Point annotations for photos:
----------

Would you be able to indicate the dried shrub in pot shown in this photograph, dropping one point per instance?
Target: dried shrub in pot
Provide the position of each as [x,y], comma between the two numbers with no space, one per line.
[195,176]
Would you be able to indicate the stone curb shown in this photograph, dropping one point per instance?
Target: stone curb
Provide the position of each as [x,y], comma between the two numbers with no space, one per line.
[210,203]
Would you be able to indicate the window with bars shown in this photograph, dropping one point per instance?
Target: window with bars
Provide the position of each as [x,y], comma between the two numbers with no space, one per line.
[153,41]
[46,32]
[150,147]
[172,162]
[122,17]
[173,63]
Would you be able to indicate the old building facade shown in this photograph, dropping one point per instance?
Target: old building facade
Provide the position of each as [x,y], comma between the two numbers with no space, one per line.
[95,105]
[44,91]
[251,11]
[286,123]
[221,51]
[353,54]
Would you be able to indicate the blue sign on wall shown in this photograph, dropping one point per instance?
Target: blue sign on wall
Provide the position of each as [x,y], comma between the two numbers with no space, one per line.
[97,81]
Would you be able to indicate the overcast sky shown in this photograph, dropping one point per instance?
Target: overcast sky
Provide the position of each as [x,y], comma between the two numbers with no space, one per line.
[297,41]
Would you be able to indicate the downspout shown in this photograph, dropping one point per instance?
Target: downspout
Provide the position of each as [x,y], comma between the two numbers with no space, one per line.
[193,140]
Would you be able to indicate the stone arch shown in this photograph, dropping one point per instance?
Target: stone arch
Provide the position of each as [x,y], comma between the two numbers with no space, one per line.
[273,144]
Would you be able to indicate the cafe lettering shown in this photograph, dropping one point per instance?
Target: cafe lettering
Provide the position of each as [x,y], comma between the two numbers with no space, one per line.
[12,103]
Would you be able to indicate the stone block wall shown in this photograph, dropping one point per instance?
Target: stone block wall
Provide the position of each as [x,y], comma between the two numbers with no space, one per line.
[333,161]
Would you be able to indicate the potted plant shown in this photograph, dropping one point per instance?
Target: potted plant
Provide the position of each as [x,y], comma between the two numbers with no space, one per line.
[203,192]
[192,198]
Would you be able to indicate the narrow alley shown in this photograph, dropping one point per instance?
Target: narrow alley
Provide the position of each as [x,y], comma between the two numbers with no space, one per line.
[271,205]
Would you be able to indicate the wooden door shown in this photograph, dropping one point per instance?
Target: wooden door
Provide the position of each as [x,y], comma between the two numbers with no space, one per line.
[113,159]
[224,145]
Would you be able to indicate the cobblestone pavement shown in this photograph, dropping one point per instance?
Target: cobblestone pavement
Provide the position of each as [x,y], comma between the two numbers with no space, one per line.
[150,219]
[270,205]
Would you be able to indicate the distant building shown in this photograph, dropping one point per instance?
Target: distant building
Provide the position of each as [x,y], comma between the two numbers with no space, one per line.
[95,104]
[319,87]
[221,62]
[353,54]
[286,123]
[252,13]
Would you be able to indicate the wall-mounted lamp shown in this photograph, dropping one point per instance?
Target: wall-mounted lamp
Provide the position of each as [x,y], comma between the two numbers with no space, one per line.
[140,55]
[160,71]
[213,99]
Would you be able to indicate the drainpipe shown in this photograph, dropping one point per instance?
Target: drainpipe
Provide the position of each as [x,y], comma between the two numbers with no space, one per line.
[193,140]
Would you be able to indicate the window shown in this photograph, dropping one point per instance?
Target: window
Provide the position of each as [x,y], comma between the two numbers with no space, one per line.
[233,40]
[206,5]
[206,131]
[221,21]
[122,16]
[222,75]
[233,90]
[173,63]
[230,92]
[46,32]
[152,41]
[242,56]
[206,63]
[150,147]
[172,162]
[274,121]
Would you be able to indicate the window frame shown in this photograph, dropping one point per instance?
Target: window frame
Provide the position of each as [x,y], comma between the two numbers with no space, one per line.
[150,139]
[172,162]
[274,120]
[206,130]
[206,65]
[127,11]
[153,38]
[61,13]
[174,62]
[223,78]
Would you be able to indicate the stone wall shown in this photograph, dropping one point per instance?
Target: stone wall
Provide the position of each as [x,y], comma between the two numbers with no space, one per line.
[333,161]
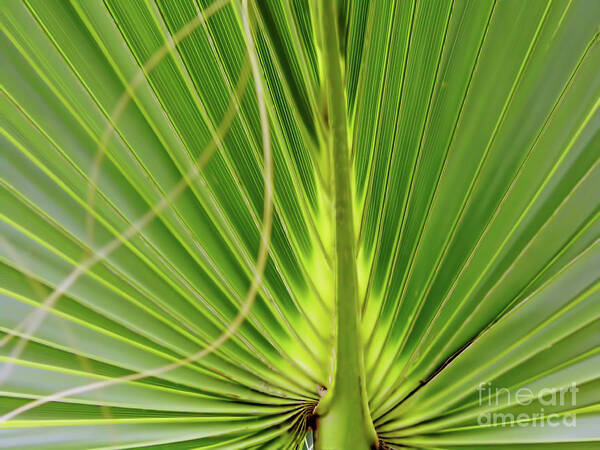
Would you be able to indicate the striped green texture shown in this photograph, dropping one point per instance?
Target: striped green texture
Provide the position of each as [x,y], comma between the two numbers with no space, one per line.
[244,224]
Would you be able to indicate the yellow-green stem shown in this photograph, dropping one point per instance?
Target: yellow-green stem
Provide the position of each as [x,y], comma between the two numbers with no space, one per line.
[344,421]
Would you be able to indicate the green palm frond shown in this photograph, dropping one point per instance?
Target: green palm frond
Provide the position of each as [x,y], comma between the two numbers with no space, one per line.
[299,223]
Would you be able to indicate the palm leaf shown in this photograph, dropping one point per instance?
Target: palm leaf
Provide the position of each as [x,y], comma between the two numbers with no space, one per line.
[287,224]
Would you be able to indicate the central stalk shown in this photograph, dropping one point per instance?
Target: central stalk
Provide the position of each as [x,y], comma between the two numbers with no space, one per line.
[344,421]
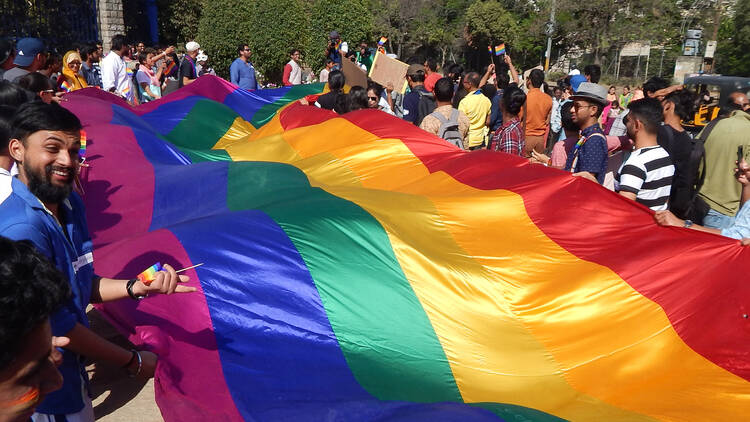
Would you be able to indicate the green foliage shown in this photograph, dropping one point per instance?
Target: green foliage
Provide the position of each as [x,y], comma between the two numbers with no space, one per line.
[219,32]
[351,18]
[178,20]
[733,51]
[488,23]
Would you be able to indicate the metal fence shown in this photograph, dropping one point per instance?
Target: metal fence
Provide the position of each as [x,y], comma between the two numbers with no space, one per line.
[59,23]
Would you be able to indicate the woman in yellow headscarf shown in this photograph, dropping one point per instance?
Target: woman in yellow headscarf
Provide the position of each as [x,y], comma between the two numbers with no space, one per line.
[71,79]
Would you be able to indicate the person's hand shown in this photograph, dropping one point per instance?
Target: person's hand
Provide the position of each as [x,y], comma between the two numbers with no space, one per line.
[666,218]
[586,175]
[166,281]
[148,365]
[55,356]
[539,158]
[743,172]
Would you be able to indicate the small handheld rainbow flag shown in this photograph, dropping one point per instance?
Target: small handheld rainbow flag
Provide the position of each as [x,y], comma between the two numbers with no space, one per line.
[147,276]
[82,151]
[66,86]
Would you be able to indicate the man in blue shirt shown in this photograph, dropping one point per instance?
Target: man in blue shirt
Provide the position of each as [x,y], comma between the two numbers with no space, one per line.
[589,156]
[242,72]
[39,205]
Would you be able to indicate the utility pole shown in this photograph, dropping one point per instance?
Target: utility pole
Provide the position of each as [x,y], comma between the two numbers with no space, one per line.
[550,30]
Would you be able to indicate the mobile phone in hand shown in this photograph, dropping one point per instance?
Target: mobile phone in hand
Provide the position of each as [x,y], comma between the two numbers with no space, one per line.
[740,156]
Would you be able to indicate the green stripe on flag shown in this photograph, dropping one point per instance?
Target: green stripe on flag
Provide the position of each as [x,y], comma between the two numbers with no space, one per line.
[296,92]
[381,327]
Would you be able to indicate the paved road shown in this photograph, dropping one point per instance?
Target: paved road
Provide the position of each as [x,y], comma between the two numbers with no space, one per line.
[118,398]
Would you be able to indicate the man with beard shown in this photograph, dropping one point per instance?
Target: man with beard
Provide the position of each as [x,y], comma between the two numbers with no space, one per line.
[39,205]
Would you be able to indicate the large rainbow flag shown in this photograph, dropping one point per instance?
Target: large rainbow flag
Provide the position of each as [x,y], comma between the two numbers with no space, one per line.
[359,269]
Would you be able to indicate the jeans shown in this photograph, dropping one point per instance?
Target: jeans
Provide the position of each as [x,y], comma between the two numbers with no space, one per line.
[717,220]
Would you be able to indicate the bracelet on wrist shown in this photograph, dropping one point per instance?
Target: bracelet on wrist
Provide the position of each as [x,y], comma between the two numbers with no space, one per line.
[129,288]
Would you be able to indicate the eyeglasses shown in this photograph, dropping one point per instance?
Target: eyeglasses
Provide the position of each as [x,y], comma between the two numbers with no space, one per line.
[577,106]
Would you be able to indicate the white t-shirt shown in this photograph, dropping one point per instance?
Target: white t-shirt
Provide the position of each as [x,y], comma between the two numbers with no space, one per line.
[115,75]
[648,173]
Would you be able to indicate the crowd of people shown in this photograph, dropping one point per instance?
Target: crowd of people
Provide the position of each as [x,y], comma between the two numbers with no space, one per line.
[633,143]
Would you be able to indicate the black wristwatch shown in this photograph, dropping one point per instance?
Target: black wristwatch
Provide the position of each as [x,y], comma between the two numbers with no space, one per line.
[129,287]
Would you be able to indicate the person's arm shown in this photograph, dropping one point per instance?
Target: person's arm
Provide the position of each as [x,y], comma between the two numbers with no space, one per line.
[287,72]
[165,282]
[163,54]
[666,218]
[85,342]
[234,73]
[147,90]
[513,73]
[487,75]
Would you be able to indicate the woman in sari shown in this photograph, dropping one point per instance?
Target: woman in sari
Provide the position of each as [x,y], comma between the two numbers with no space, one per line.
[71,79]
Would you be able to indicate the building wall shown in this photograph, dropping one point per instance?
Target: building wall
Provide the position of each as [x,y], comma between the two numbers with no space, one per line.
[110,21]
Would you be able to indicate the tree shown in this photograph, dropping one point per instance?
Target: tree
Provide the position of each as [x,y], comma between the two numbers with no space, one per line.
[351,18]
[269,33]
[178,20]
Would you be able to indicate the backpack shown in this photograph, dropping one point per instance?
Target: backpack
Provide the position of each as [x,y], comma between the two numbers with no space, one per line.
[696,208]
[425,106]
[449,128]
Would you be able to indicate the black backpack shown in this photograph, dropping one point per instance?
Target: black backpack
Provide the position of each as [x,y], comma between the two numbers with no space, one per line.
[449,128]
[695,209]
[425,106]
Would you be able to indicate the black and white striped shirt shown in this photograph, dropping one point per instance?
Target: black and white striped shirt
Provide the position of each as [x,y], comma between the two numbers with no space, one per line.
[648,173]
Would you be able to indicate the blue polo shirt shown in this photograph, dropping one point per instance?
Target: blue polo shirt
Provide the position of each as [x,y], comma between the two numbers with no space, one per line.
[242,74]
[592,157]
[69,247]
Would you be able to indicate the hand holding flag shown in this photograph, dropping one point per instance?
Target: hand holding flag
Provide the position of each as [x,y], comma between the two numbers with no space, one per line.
[163,279]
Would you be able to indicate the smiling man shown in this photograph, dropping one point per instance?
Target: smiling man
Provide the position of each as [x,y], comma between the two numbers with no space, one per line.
[30,290]
[40,205]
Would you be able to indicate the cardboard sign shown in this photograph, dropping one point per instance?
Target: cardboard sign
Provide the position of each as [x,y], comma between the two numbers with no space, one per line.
[385,69]
[353,74]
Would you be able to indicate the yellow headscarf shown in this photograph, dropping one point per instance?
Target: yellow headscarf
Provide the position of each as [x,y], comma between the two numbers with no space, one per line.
[74,81]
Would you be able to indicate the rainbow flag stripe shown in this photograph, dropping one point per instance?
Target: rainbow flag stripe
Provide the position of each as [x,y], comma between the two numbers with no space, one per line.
[358,268]
[148,275]
[82,150]
[65,86]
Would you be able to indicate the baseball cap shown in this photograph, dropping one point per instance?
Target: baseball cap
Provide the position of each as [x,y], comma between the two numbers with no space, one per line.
[414,68]
[27,49]
[591,92]
[6,49]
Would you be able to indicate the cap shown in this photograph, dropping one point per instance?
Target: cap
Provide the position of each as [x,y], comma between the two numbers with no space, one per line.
[591,92]
[6,49]
[414,68]
[27,49]
[576,80]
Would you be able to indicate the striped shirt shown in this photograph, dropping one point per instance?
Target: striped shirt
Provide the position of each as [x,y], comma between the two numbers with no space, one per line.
[647,173]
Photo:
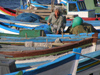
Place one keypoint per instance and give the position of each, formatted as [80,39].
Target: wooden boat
[7,11]
[80,7]
[68,63]
[27,53]
[89,64]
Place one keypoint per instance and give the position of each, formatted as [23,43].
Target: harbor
[49,37]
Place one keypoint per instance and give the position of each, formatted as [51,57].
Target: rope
[87,56]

----------

* Exercise details
Put every line from the one containing "formatted as [51,57]." down to the end of the data into a JSON list of strings, with one string per line and blank lines omitted.

* Reply to the exercise
[
  "Place one keypoint per instance and give the position of each, formatted as [51,57].",
  "Target: rope",
  "[87,56]"
]